#### Description of the task:
Print out the entries from the line containing "plaster wall in this photo, one per instance." through the last line, exactly, and print nothing else. Pictures are not copied.

§ §

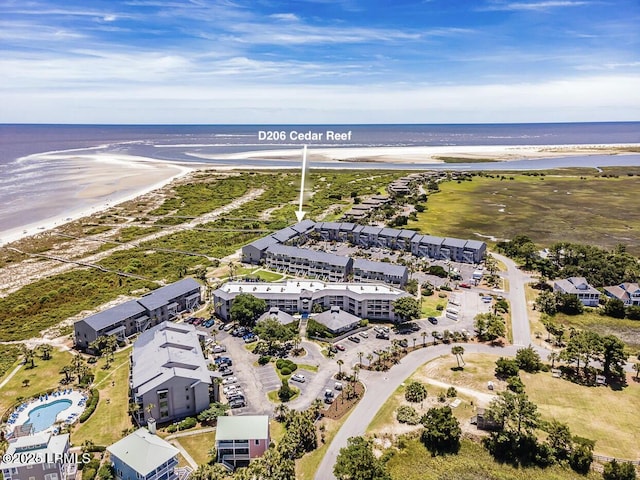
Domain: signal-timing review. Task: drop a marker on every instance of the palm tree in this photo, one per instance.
(458, 351)
(45, 348)
(553, 356)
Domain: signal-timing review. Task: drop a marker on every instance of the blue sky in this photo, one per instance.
(319, 61)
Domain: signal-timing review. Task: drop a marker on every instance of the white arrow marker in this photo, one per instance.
(300, 214)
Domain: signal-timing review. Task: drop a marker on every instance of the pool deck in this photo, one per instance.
(70, 415)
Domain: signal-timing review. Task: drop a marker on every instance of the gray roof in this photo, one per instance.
(242, 427)
(313, 255)
(454, 242)
(575, 285)
(380, 267)
(114, 315)
(35, 447)
(285, 234)
(143, 451)
(164, 295)
(263, 243)
(475, 244)
(347, 226)
(431, 240)
(336, 319)
(304, 226)
(165, 351)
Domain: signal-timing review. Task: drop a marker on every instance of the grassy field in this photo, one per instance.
(610, 417)
(111, 417)
(44, 376)
(505, 208)
(627, 330)
(473, 462)
(198, 445)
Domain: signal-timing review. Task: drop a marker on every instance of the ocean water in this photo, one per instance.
(34, 189)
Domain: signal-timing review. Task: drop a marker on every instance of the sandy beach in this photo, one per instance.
(423, 154)
(103, 181)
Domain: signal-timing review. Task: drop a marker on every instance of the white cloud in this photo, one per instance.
(576, 99)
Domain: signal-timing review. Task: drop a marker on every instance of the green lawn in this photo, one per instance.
(504, 208)
(198, 445)
(627, 330)
(111, 417)
(473, 462)
(44, 376)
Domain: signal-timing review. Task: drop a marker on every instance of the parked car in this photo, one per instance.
(296, 377)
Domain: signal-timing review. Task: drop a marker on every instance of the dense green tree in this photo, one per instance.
(356, 461)
(458, 351)
(441, 432)
(415, 392)
(489, 326)
(214, 411)
(614, 307)
(216, 471)
(528, 359)
(581, 457)
(559, 439)
(619, 471)
(506, 367)
(246, 309)
(406, 308)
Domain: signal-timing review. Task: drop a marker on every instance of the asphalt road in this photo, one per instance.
(379, 386)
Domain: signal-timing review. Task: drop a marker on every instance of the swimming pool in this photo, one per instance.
(43, 416)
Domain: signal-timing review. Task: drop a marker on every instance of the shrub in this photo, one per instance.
(187, 423)
(92, 403)
(408, 415)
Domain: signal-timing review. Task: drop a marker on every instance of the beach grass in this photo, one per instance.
(111, 416)
(573, 205)
(415, 462)
(198, 445)
(45, 375)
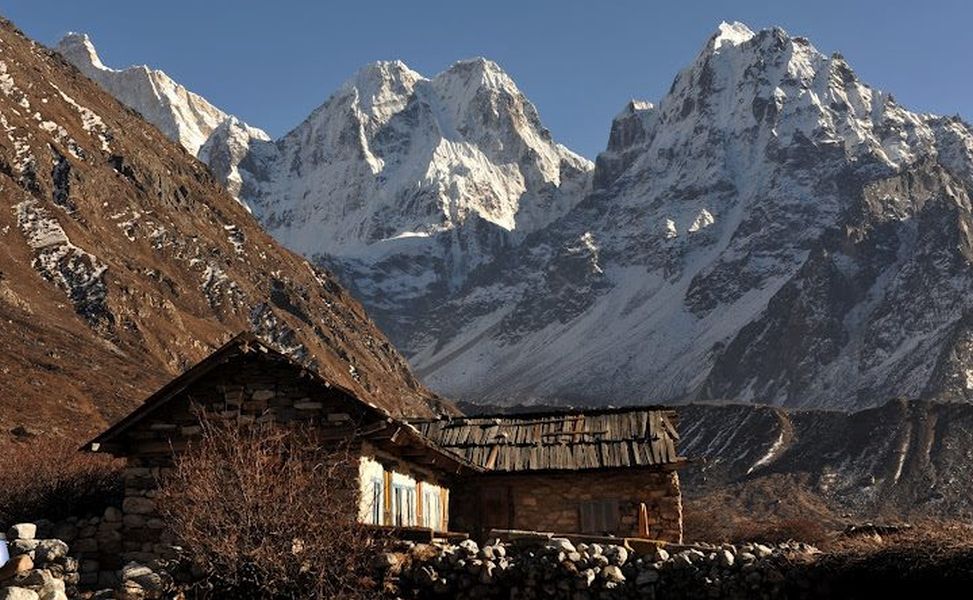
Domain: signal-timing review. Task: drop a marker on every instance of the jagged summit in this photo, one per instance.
(78, 48)
(124, 263)
(734, 34)
(180, 114)
(755, 235)
(772, 229)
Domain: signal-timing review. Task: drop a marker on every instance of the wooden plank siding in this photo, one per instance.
(631, 437)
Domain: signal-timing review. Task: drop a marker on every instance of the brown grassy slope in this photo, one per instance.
(155, 266)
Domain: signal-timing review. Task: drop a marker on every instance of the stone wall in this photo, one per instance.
(557, 568)
(39, 569)
(551, 502)
(255, 391)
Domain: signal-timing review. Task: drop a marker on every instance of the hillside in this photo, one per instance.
(123, 262)
(773, 230)
(899, 461)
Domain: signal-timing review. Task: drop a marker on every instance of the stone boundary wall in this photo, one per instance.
(557, 568)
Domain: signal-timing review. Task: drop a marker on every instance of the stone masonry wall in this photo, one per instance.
(551, 502)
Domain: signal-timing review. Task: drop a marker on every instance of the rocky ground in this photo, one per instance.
(861, 566)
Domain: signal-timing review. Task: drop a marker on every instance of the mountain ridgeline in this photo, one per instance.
(773, 230)
(124, 262)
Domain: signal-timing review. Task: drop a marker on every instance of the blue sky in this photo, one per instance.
(271, 63)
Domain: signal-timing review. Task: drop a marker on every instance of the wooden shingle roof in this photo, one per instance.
(597, 439)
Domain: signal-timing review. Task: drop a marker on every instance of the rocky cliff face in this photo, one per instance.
(902, 458)
(404, 185)
(774, 230)
(123, 262)
(218, 139)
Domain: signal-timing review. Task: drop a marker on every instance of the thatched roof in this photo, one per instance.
(597, 439)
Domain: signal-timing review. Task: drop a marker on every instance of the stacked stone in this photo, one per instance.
(39, 569)
(557, 568)
(145, 537)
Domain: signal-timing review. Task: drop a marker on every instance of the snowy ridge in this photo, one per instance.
(180, 114)
(718, 215)
(405, 185)
(772, 230)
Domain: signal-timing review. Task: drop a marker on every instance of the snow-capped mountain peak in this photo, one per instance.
(393, 153)
(734, 34)
(77, 48)
(759, 233)
(180, 114)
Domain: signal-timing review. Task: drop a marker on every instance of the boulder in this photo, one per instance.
(16, 593)
(15, 566)
(50, 551)
(613, 574)
(22, 531)
(134, 505)
(112, 515)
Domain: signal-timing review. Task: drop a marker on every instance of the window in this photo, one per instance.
(599, 516)
(432, 512)
(403, 505)
(378, 501)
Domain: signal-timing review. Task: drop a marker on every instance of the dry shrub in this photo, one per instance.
(269, 512)
(48, 478)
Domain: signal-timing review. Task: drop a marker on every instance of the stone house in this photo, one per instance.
(405, 479)
(606, 472)
(600, 472)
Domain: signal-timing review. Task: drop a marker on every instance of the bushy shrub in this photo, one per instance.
(269, 512)
(49, 478)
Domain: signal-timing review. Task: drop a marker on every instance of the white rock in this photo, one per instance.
(22, 531)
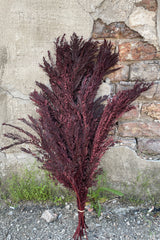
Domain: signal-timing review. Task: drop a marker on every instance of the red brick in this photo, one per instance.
(150, 5)
(120, 75)
(151, 110)
(152, 93)
(133, 51)
(149, 146)
(139, 129)
(118, 30)
(132, 114)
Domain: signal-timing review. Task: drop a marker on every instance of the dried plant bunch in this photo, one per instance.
(72, 130)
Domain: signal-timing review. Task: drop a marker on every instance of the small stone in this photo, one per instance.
(149, 145)
(60, 216)
(9, 237)
(118, 30)
(139, 129)
(151, 110)
(130, 51)
(67, 207)
(75, 215)
(148, 70)
(49, 216)
(121, 74)
(150, 5)
(10, 213)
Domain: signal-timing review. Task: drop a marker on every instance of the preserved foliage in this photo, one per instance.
(72, 131)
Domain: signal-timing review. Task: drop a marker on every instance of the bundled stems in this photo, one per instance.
(71, 133)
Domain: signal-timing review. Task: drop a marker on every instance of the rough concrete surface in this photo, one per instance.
(28, 29)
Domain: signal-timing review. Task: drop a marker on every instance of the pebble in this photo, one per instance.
(116, 222)
(49, 216)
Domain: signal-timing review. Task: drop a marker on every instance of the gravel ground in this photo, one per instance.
(118, 221)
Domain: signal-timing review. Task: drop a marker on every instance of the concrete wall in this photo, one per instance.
(28, 29)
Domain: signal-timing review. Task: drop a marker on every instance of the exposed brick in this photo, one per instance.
(148, 70)
(120, 75)
(152, 93)
(118, 30)
(133, 51)
(149, 146)
(150, 5)
(132, 114)
(129, 142)
(139, 129)
(152, 110)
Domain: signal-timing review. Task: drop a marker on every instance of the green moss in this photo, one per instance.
(33, 185)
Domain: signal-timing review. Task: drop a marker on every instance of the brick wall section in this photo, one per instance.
(140, 128)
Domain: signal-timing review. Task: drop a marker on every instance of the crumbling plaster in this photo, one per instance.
(28, 29)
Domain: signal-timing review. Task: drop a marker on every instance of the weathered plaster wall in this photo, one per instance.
(28, 29)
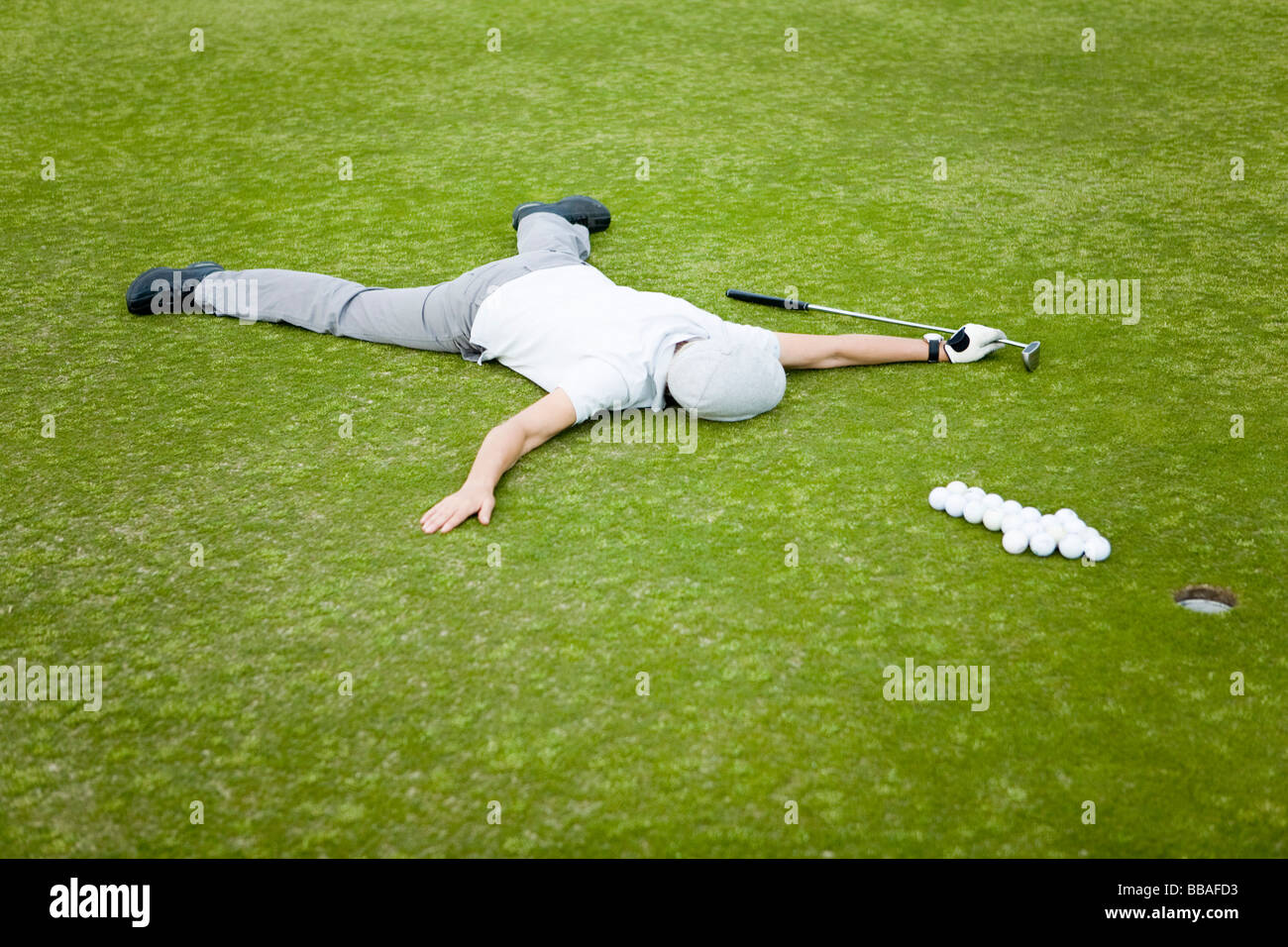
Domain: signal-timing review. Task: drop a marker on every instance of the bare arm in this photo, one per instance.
(799, 351)
(502, 446)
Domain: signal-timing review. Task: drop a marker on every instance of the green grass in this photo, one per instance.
(516, 684)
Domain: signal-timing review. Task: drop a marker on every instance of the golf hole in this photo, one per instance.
(1206, 598)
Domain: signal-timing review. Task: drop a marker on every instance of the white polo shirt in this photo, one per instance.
(605, 346)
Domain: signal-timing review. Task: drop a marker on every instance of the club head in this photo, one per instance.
(1030, 356)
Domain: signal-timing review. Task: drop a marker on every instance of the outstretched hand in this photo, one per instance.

§ §

#### Exercise output:
Domain: signal-timing review. Task: drop a marker on every instance of the weathered plaster wall in this photo, one per instance.
(28, 29)
Domain: signal-timing review. Task: drop a marker on every instance of the bare arm in this photo, one per instance.
(799, 351)
(502, 446)
Domain: signal-timing review. Task: drop a marker on every instance of the green grass in this photo, one per instance.
(516, 684)
Domain: signal-timing review. Task: drop a marker on every instance of the golf hole in this photo, one per instance.
(1206, 598)
Domain: signal-timing review. Task: drop a marker on every instance of the white polo shirt in this photo, one per instance.
(605, 346)
Domain: signal-timing review. Task: drop a marker on every instance of the club head in this photo, one per instance.
(1030, 356)
Domain: signal-timing review. Task: drop a marker on every instance of the outstretched hand in this photo, one per instance.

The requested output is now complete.